::: RECORDS SUPPLIED

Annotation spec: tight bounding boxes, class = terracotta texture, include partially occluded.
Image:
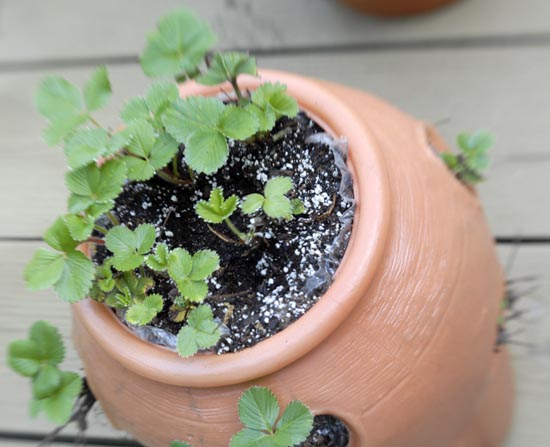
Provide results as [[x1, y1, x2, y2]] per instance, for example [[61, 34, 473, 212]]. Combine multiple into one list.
[[73, 71, 513, 447], [340, 0, 455, 16]]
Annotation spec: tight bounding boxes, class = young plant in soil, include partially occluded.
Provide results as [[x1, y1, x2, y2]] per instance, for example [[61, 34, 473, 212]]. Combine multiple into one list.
[[440, 131, 494, 185], [14, 6, 352, 438], [170, 386, 313, 447]]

::::::

WORK INSTRUCTIONS:
Reproduce the lines above verbatim, leaving out the picture.

RESPONSE:
Annotation spec: tight bounding boxes, class = terracotta texture, include partially occluded.
Image:
Provide results as [[x1, y1, x2, y2]] per instance, for example [[61, 34, 473, 212]]. Combine multiple into one list.
[[73, 71, 513, 447], [340, 0, 455, 16]]
Annotation spec: tight bounding boxes, class = young plant in soil, include partially occluded.
Provide results as [[x1, y1, x2, y2]] per instance, for example [[61, 34, 473, 212]]. Combine multiple into one list.
[[440, 131, 494, 185], [14, 6, 352, 438], [170, 386, 313, 447]]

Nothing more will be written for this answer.